**Records to process**

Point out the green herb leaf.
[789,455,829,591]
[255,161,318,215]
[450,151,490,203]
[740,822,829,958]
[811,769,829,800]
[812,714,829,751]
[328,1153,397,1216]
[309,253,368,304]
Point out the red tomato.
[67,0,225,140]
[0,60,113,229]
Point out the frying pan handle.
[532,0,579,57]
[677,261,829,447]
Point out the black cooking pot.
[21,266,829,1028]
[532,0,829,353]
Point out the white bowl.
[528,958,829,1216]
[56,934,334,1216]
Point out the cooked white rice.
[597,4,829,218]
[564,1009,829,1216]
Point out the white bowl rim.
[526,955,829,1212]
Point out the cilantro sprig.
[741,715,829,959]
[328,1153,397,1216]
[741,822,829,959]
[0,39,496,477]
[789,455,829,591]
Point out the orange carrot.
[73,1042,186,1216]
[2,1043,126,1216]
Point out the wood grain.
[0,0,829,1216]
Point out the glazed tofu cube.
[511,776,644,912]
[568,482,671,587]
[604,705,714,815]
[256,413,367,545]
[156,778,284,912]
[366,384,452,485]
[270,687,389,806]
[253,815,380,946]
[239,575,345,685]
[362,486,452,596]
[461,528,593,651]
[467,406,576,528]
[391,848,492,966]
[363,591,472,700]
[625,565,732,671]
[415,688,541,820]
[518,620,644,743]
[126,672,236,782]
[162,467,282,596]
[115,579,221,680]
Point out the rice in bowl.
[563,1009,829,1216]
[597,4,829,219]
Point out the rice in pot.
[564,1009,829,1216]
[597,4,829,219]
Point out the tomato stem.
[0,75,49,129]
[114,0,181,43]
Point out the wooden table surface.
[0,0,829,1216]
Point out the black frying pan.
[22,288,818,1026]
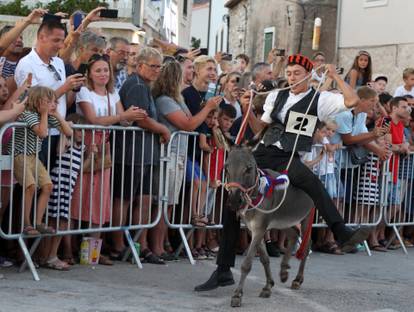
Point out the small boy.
[8,86,72,235]
[394,67,414,100]
[373,75,388,94]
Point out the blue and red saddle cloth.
[252,169,289,205]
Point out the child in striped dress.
[8,86,72,235]
[47,114,90,270]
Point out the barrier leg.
[122,230,142,261]
[178,228,195,265]
[124,230,142,269]
[392,225,408,255]
[364,241,372,257]
[19,237,42,273]
[175,229,194,257]
[19,236,40,281]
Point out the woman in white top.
[71,54,146,264]
[223,72,242,119]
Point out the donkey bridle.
[224,169,264,209]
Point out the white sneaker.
[0,257,13,268]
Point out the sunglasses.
[358,50,371,56]
[47,64,62,81]
[143,63,162,70]
[88,54,109,65]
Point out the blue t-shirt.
[331,111,368,168]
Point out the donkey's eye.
[244,166,253,173]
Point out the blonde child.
[8,86,72,235]
[304,120,343,255]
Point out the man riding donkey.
[195,55,369,291]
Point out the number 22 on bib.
[286,111,318,137]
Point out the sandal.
[191,215,208,227]
[45,257,70,271]
[369,244,387,252]
[62,256,76,265]
[164,241,174,254]
[404,239,414,248]
[141,249,165,264]
[160,252,178,262]
[99,255,114,265]
[318,242,344,256]
[23,225,40,236]
[194,248,207,260]
[109,250,124,261]
[36,223,56,234]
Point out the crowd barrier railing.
[0,122,414,280]
[312,145,385,256]
[383,152,414,254]
[163,131,226,264]
[0,122,164,280]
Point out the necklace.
[192,85,205,106]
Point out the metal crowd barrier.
[0,122,164,280]
[0,122,414,280]
[163,131,226,264]
[298,144,385,256]
[384,152,414,254]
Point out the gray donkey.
[225,146,314,307]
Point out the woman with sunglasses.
[72,54,147,265]
[151,60,221,261]
[345,51,372,89]
[221,72,242,119]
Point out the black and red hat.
[288,54,313,72]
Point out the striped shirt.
[7,110,60,156]
[48,146,82,219]
[0,59,17,78]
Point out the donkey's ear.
[243,127,267,150]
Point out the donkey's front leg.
[291,216,312,289]
[279,228,298,283]
[231,230,264,307]
[258,241,275,298]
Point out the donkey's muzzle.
[227,187,243,211]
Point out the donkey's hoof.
[259,289,272,298]
[230,297,241,308]
[280,271,289,283]
[290,280,302,290]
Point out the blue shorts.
[386,179,401,205]
[319,173,338,199]
[185,159,207,183]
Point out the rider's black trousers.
[217,144,349,266]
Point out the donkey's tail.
[295,208,315,261]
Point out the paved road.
[0,249,414,312]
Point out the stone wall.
[229,0,336,67]
[339,43,414,93]
[0,15,142,47]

**What is required**
Go through the records and list each line that includes the word "child", matching case.

**Reply to the task**
Point out the child in striped dress.
Point out the blonde child.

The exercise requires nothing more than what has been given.